___ TEXT FOR ANALYSIS

In a sign of significant generational change, Snedden Hall & Gallop Lawyers has announced the appointment of three new directors to the experienced leadership team of the 60-year-old Canberra law firm.
Julia Bridgewater, Emily Shoemark and Amber Wang are all senior lawyers currently practicing at Snedden Hall & Gallop.
Julia has a wide range of expertise in all aspects of succession planning and estate disputes, and currently heads the Snedden Hall & Gallop wills and estates practice.
Emily leads Snedden Hall & Gallop’s employment law and intellectual property teams, providing business clients with advice on all commercial transactions.
Amber manages the Snedden Hall & Gallop personal injury and medical litigation team. With a deep understanding of the complexities associated with personal injury litigation, she is also the ACT president of Australian Lawyers Alliance.

______
___ MATERIAL SUPPLIED

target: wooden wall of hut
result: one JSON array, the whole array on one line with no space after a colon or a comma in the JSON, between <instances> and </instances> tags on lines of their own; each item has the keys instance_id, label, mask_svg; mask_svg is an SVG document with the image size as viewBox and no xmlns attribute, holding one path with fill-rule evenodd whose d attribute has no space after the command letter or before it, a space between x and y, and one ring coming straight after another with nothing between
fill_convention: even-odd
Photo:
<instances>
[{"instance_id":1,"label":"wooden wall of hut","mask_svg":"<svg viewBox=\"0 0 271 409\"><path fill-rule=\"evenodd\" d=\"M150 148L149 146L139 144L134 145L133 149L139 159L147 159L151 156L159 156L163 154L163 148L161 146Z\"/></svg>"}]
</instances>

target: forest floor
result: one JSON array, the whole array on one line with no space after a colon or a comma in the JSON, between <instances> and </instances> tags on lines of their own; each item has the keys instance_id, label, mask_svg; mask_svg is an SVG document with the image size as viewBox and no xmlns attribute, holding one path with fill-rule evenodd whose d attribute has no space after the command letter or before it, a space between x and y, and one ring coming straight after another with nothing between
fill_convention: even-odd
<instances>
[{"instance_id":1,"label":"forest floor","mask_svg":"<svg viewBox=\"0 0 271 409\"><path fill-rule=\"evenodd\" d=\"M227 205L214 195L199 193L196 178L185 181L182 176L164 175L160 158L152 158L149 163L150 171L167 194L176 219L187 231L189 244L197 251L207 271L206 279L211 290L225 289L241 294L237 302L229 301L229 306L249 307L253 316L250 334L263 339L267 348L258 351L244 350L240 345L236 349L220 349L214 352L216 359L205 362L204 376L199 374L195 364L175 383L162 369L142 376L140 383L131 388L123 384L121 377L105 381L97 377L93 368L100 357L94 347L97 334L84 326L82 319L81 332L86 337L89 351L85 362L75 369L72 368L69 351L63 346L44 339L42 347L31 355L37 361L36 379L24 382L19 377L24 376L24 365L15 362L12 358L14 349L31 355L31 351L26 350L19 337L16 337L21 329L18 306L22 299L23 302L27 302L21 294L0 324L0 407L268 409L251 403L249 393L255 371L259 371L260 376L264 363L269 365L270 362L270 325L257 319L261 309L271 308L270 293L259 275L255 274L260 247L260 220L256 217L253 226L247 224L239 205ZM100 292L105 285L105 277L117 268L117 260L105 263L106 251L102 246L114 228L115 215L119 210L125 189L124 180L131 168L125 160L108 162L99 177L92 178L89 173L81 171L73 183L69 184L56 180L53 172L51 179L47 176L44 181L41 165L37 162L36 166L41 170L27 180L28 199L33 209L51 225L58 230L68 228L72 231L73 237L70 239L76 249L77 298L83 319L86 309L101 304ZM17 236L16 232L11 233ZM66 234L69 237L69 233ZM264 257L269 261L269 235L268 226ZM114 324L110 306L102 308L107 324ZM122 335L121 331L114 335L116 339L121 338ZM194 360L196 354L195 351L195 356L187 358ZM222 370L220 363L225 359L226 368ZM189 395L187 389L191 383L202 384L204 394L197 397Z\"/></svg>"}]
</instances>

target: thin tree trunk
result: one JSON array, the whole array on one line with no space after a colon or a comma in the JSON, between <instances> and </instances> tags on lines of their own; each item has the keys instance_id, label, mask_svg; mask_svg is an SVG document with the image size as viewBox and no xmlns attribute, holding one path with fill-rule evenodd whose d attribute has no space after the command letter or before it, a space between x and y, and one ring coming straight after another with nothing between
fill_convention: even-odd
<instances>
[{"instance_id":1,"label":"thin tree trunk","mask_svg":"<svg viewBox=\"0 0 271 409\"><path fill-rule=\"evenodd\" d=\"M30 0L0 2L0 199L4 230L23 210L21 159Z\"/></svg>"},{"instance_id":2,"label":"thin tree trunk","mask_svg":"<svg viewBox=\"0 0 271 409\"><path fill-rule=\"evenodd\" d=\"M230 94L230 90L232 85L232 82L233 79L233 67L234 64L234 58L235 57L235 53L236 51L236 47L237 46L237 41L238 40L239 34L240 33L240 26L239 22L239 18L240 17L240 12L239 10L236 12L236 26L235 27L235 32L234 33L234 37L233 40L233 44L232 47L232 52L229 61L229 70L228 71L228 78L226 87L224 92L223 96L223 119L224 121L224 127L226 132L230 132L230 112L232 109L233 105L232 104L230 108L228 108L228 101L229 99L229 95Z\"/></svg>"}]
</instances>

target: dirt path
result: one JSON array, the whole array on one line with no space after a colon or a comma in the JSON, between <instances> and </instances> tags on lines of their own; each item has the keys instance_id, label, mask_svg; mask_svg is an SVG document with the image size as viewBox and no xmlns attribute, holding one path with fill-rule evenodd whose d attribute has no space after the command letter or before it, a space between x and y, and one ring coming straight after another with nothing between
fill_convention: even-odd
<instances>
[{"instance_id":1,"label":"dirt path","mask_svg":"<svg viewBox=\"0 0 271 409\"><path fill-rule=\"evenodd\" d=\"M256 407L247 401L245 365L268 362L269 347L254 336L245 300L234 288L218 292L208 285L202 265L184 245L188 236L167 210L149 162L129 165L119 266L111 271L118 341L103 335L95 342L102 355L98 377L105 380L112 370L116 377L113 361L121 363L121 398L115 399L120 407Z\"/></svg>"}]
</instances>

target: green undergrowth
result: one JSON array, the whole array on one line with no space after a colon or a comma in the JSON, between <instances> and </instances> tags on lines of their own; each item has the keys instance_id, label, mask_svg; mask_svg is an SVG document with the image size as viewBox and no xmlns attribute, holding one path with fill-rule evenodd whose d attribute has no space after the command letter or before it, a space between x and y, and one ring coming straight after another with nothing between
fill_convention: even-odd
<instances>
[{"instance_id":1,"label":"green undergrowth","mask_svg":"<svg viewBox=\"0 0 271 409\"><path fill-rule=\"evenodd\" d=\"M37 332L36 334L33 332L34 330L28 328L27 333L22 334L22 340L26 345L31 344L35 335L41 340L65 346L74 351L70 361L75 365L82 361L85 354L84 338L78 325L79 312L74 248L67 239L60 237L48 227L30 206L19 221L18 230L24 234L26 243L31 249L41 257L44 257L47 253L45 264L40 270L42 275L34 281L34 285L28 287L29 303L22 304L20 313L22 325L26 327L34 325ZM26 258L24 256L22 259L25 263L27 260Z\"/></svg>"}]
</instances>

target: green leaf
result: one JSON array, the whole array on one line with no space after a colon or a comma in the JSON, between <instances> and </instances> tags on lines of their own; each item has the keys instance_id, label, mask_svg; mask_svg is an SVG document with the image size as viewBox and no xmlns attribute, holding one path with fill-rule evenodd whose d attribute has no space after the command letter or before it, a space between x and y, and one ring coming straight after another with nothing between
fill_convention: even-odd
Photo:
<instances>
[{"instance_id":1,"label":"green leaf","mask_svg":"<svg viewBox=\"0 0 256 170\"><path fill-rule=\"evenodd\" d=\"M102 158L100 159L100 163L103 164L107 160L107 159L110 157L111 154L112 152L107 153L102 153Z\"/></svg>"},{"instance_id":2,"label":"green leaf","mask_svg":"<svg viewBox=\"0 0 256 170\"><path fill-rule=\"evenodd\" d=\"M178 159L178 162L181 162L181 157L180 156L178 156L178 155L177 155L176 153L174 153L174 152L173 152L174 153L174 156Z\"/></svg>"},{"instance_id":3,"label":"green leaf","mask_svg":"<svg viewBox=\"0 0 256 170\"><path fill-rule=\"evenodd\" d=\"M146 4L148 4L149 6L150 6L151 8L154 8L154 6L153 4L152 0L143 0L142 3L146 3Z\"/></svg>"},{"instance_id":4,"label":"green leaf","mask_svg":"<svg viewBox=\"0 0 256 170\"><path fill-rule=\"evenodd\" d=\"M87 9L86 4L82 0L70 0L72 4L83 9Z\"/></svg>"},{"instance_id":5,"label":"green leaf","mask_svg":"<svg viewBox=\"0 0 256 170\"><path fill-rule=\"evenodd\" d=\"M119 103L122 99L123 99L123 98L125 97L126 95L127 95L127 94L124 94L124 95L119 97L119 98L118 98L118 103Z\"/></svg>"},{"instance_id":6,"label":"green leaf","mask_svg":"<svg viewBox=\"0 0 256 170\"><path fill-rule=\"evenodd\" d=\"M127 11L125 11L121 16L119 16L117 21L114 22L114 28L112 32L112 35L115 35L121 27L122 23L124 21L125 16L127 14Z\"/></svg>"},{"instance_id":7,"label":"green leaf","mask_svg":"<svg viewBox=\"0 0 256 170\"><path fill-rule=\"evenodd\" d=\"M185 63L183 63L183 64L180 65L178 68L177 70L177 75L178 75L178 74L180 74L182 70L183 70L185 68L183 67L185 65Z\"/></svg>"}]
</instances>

______

▶ [REQUIRED WORK]
(1) According to the text about the Snedden Hall & Gallop appointments, which team does Amber Wang manage?
(2) In the text about the Snedden Hall & Gallop appointments, reproduce word for word the part that opens with the words containing "Amber manages the" and closes with "Australian Lawyers Alliance.".
The items that come after the text bear no relation to it.

▶ [RESPONSES BY TASK]
(1) The personal injury and medical litigation team.

(2)
Amber manages the Snedden Hall & Gallop personal injury and medical litigation team. With a deep understanding of the complexities associated with personal injury litigation, she is also the ACT president of Australian Lawyers Alliance.